### FRAGMENTO PARA LEER
<<<<
Seguro que estos días ha leído sobre el caso de fresas procedentes de Marruecos a las que se detectó hepatitis A. Más allá de la alarma por los sistemas de control tanto españoles como europeos —que en realidad se podría decir que funcionaron, porque el producto no llegó a comercializarse y el país de origen ahora ha abierto una investigación—, se hizo público que el importador era una empresa hortofrutícola de Huelva, que es, irónicamente, una provincia productora de fresas.
[Legumbres: alimentos del pasado como solución a los problemas del futuro]
Quizás también leyó u oyó hablar sobre la polémica en redes de finales de 2023 por una foto de naranjas y mandarina procedentes nada menos que de Sudáfrica en los estantes de una conocida cadena de supermercados. Esta llegó a responder incluso explicando que las adquiría estacionalmente cuando la producción descendía en nuestro país.
>>>>
### TAREA ASIGNADA A
Transcribe íntegro y sin modificaciones el texto sobre la importación de fruta.

### EXTRACTO DE DATOS
<<<<
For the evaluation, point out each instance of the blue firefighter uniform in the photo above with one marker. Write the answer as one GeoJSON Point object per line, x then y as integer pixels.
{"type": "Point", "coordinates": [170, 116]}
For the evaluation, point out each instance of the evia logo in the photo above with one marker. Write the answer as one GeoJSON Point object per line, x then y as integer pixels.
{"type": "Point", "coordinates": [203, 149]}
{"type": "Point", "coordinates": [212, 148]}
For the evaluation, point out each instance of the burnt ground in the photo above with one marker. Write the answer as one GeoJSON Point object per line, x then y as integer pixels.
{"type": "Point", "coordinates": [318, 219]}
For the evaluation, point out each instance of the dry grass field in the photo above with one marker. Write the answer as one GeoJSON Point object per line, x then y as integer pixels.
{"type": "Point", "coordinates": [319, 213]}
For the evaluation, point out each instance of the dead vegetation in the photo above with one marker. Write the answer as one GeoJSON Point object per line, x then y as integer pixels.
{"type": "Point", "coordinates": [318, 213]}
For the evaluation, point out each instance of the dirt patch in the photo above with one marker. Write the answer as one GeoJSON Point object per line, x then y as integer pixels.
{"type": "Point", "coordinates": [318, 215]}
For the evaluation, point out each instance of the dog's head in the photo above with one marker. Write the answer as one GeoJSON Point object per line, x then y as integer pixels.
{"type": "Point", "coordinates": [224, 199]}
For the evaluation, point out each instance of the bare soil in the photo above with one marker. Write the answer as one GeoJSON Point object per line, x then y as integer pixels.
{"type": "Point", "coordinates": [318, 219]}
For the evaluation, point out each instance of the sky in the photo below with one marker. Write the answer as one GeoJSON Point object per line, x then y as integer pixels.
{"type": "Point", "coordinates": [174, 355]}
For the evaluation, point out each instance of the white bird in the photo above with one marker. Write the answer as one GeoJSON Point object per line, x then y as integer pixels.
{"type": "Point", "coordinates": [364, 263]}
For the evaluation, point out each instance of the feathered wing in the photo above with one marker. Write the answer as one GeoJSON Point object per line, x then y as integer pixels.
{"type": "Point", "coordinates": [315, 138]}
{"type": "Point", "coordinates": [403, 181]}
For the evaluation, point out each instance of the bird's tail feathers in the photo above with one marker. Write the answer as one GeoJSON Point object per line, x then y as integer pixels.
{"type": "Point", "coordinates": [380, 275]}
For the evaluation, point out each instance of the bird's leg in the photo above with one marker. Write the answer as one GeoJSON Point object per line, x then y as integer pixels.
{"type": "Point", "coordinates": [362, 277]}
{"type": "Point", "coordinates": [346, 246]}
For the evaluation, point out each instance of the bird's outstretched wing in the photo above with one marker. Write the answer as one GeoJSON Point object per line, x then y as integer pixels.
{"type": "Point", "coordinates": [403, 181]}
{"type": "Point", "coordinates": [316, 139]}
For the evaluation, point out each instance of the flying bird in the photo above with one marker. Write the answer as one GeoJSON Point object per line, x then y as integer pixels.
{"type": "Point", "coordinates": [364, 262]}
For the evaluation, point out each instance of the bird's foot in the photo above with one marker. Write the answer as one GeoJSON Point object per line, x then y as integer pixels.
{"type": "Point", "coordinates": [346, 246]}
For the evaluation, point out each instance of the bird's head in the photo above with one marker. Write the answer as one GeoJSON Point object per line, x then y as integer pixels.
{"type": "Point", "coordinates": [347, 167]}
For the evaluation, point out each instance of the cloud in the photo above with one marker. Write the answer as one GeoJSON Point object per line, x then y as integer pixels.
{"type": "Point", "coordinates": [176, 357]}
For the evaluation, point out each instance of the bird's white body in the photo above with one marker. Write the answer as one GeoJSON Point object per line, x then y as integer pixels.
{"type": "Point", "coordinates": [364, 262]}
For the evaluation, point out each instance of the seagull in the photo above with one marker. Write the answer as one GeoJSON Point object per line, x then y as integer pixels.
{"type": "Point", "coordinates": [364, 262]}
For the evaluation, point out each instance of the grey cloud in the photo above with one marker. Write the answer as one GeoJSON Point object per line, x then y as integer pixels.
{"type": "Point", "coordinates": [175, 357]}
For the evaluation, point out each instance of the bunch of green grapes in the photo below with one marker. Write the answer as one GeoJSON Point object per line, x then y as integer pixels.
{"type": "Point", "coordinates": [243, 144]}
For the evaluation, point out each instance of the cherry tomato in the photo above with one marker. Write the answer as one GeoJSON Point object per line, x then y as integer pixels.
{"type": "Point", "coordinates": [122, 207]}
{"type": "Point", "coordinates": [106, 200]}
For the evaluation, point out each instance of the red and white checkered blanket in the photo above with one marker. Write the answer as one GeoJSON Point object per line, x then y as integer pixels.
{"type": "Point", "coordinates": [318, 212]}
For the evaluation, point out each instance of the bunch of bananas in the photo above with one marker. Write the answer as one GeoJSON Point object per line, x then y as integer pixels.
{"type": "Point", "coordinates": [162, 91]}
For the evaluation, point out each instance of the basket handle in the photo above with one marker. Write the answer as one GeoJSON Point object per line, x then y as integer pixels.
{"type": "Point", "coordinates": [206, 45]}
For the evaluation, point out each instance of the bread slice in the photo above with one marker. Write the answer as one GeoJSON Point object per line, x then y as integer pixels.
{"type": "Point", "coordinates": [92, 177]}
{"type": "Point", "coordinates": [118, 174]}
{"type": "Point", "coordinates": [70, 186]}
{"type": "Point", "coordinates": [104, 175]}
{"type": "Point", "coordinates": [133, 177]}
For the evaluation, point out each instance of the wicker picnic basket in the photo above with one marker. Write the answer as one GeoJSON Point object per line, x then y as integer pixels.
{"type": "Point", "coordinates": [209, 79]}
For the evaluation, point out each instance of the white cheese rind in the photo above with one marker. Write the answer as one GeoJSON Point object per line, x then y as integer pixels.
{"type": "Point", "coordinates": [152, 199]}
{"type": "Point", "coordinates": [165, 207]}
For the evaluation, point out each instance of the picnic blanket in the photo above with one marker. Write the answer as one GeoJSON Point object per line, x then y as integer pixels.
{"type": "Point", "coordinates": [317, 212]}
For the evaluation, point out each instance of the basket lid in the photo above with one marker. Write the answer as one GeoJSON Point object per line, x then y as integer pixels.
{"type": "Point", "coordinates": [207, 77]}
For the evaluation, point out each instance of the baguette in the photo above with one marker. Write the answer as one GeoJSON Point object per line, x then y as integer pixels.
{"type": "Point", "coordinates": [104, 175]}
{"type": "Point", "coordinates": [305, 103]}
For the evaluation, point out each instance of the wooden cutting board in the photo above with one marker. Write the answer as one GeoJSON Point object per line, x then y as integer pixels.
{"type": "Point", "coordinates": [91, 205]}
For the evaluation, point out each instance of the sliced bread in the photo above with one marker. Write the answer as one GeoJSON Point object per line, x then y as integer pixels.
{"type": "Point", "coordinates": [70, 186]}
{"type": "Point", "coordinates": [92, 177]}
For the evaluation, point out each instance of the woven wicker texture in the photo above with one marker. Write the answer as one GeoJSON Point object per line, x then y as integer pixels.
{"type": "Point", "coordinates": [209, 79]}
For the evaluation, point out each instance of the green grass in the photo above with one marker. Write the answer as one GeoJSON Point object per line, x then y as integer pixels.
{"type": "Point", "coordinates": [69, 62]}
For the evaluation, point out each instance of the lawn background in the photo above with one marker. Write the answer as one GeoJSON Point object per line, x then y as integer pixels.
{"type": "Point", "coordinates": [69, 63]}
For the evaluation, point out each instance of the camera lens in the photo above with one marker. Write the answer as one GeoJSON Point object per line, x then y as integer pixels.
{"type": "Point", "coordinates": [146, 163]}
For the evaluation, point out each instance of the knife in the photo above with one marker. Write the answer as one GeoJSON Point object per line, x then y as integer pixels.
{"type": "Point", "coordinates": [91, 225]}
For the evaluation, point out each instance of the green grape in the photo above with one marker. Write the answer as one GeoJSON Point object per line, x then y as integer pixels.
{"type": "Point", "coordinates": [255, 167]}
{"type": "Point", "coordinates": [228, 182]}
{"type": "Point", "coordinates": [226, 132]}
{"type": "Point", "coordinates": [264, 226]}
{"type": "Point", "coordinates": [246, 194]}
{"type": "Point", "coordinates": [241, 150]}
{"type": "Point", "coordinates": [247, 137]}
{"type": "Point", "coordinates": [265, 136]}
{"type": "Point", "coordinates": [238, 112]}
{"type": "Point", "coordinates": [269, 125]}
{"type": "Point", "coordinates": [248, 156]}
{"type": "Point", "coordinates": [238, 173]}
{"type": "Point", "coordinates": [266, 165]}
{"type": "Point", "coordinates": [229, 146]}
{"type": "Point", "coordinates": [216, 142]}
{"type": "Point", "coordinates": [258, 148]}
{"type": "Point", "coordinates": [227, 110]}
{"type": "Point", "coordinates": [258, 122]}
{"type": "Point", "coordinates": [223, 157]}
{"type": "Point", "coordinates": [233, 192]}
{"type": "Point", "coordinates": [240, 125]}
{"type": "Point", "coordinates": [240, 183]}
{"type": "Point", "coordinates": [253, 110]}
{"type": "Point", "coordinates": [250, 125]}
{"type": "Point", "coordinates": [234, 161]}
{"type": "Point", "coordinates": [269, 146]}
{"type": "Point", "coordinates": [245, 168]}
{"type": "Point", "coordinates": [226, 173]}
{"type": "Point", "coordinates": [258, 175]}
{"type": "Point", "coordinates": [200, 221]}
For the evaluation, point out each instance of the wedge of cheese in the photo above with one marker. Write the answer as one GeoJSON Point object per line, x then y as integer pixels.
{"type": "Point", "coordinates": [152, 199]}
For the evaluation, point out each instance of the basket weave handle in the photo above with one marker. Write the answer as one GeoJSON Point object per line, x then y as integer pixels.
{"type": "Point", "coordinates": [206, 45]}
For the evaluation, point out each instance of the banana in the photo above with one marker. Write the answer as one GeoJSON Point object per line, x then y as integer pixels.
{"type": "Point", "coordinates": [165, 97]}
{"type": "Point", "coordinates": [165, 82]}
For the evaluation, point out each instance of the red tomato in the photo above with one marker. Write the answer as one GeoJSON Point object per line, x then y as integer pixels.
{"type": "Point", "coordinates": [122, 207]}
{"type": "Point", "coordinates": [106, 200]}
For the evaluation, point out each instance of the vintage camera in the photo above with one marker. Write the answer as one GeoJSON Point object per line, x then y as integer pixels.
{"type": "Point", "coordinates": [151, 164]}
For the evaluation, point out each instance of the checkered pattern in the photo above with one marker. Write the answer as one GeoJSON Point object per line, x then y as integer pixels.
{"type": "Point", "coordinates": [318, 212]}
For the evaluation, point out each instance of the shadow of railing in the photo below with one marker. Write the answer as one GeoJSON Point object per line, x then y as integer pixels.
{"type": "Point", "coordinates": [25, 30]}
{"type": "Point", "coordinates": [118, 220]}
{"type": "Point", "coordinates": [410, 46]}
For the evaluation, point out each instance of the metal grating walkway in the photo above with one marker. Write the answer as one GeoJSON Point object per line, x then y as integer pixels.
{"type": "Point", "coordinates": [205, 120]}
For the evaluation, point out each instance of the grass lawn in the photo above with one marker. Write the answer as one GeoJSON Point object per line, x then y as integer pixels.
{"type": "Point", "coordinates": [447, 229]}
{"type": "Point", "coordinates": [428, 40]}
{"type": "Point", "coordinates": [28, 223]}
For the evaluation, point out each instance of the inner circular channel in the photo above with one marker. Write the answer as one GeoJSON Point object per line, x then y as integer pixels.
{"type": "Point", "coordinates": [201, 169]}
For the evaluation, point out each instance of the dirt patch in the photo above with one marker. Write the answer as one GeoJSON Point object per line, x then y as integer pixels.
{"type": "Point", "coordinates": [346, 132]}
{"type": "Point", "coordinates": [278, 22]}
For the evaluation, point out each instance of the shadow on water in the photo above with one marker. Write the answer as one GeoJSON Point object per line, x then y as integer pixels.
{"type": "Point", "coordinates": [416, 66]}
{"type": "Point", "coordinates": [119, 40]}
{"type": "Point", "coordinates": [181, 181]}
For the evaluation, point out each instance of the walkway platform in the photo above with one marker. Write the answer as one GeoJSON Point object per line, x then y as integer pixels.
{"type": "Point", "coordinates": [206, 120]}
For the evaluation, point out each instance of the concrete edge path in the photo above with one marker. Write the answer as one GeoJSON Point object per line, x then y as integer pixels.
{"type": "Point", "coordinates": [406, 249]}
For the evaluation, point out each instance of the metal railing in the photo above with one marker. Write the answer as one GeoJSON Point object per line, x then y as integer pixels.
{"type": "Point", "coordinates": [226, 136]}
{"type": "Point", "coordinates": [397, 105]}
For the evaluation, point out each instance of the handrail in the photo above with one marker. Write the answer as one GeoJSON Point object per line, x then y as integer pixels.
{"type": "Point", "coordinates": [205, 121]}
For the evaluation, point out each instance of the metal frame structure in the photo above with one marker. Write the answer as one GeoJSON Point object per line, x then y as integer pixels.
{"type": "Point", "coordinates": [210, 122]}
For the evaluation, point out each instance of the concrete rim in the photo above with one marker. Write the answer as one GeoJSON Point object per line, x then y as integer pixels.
>>>>
### TAREA ASIGNADA B
Selecciona y copia cada línea de los registros que contenga la palabra "grass". Distingue entre mayúsculas y minúsculas.

### SALIDA CORRECTA A
Seguro que estos días ha leído sobre el caso de fresas procedentes de Marruecos a las que se detectó hepatitis A. Más allá de la alarma por los sistemas de control tanto españoles como europeos —que en realidad se podría decir que funcionaron, porque el producto no llegó a comercializarse y el país de origen ahora ha abierto una investigación—, se hizo público que el importador era una empresa hortofrutícola de Huelva, que es, irónicamente, una provincia productora de fresas.
[Legumbres: alimentos del pasado como solución a los problemas del futuro]
Quizás también leyó u oyó hablar sobre la polémica en redes de finales de 2023 por una foto de naranjas y mandarina procedentes nada menos que de Sudáfrica en los estantes de una conocida cadena de supermercados. Esta llegó a responder incluso explicando que las adquiría estacionalmente cuando la producción descendía en nuestro país.

### SALIDA CORRECTA B
For the evaluation, point out each instance of the dry grass field in the photo above with one marker. Write the answer as one GeoJSON Point object per line, x then y as integer pixels.
For the evaluation, point out each instance of the green grass in the photo above with one marker. Write the answer as one GeoJSON Point object per line, x then y as integer pixels.
For the evaluation, point out each instance of the grass lawn in the photo above with one marker. Write the answer as one GeoJSON Point object per line, x then y as integer pixels.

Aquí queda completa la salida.